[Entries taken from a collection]
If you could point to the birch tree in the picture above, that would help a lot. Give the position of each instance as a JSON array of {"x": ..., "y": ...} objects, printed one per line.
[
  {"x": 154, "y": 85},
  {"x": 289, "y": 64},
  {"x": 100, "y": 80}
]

§ Task instructions: Write all the records out again. Nothing may differ from the original.

§ Your solution:
If you could point to the birch tree in the picture above, that would help a lot. Give the position of each instance as a JSON array of {"x": ..., "y": ...} objects, printed one per line.
[
  {"x": 154, "y": 85},
  {"x": 289, "y": 64},
  {"x": 100, "y": 80}
]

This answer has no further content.